- [The problem] Please change every "top-left" in the listing below to "upper-left" and give the listing again with nothing else altered.

- [Material provided]
========================================

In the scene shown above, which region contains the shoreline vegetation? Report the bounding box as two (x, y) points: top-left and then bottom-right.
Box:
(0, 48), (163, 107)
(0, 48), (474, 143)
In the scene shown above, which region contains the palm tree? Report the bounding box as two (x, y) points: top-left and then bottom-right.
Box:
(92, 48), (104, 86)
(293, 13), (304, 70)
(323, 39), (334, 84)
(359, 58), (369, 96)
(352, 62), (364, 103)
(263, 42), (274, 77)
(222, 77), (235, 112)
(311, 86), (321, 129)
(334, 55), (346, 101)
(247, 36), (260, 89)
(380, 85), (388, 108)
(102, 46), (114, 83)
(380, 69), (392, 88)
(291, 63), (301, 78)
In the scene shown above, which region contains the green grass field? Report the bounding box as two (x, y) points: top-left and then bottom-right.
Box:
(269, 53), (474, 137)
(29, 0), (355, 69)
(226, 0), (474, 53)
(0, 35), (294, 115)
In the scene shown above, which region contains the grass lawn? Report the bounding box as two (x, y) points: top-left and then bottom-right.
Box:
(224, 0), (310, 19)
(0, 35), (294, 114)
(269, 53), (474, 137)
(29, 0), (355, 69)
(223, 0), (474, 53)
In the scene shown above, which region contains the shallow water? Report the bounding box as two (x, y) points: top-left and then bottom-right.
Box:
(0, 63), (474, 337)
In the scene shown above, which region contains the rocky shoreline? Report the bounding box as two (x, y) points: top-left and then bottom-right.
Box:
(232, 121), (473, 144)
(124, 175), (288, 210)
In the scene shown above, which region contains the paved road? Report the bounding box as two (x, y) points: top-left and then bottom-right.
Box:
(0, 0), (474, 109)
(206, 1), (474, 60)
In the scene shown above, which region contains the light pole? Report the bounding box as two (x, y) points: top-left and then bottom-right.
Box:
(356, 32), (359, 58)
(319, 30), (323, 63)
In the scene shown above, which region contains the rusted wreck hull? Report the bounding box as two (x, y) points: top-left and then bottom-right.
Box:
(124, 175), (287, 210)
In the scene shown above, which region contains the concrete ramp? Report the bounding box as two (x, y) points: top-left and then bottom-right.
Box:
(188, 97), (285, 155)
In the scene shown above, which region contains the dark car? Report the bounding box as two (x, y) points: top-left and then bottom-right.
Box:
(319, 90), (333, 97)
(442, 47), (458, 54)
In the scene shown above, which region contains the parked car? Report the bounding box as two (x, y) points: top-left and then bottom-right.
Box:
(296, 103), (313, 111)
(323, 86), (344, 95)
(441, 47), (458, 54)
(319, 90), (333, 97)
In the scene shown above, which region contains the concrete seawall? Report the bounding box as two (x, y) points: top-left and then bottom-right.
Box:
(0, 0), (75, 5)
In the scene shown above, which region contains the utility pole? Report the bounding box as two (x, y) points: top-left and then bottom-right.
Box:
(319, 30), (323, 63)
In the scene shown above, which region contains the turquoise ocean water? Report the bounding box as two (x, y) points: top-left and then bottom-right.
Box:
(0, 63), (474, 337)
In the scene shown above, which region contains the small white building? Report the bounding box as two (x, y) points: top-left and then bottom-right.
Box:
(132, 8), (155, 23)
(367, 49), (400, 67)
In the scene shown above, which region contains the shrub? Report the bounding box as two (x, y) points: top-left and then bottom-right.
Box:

========================================

- [Solution to this problem]
In the scene shown above, which region contains the shoreline vegetation? Report the bounding box as two (x, y) points: upper-left and then bottom-right.
Box:
(0, 48), (163, 107)
(0, 48), (474, 143)
In the scene shown above, which region contains the palm tree? Report the bounding box as two (x, y) points: upper-left and then bottom-right.
Box:
(92, 48), (104, 86)
(293, 13), (304, 70)
(323, 39), (334, 84)
(359, 58), (369, 96)
(352, 62), (364, 103)
(263, 42), (274, 77)
(222, 77), (235, 112)
(311, 86), (321, 129)
(334, 55), (346, 101)
(247, 36), (260, 89)
(380, 85), (388, 108)
(102, 46), (114, 83)
(380, 69), (392, 88)
(291, 63), (301, 78)
In the scene shown above, which region contains the green grass field? Report the bounding box as two (x, y) points: upper-left and then bottom-right.
Box:
(269, 53), (474, 137)
(29, 0), (355, 69)
(226, 0), (474, 53)
(0, 35), (294, 115)
In the scene shown above, which region contains the grass lawn? Report the bounding box as two (x, y) points: upper-left and then bottom-right.
Box:
(224, 0), (310, 19)
(0, 35), (294, 114)
(269, 53), (474, 137)
(29, 0), (355, 69)
(223, 0), (474, 53)
In the scene shown above, which region contains the shallow water? Report the bounding box as two (x, y) points: upper-left and then bottom-right.
Box:
(0, 63), (474, 337)
In the scene shown above, which region contains the rocky shoreline? Report the bounding box as two (x, y) points: upper-left and then bottom-right.
Box:
(232, 121), (473, 144)
(124, 175), (288, 210)
In the scene shown above, which region contains the paved road? Report the bounding box as two (x, y) points: upper-left and then bottom-right.
Box:
(0, 0), (474, 109)
(206, 1), (474, 60)
In the scene shown above, which region contains the light pole? Report the bounding box as two (x, y) points: upper-left and then bottom-right.
Box:
(356, 32), (359, 58)
(319, 30), (323, 63)
In the scene shown above, which region contains the rusted wreck hull? Report the bounding box as two (x, y) points: upper-left and then bottom-right.
Box:
(124, 175), (287, 210)
In the scene shown above, which region contains the concrete ramp? Report the bounding box as two (x, y) points: upper-left and then bottom-right.
Box:
(188, 97), (285, 155)
In the scene shown above, which region contains the dark car? Report the bounding box as two (x, y) points: upper-left and then bottom-right.
Box:
(319, 90), (333, 97)
(442, 47), (458, 54)
In the scene shown above, which region contains the parked car? Report the bounding box as two (x, y) points: upper-left and then bottom-right.
Box:
(296, 103), (313, 111)
(323, 86), (344, 95)
(441, 47), (458, 54)
(319, 90), (333, 97)
In the scene shown above, which region contains the concrete seawall? Report the bounding box as two (x, y) points: upper-left and then bottom-right.
Box:
(0, 0), (75, 5)
In the scene shown above, which region contains the utility pole? Report the bounding box as two (x, y) points: upper-left and then bottom-right.
Box:
(319, 30), (323, 63)
In the scene shown above, which region contains the turquoise ocean water? Report the bounding box as two (x, y) points: upper-left and then bottom-right.
Box:
(0, 63), (474, 337)
In the scene shown above, which region contains the small white building? Report the bounding box as two (x, y) points: upper-left and then bottom-right.
Box:
(132, 8), (155, 23)
(367, 49), (400, 67)
In the scene shown above, which region contains the shrub? Report the bounding box as two (x, y) points: upper-left and then bottom-right.
Box:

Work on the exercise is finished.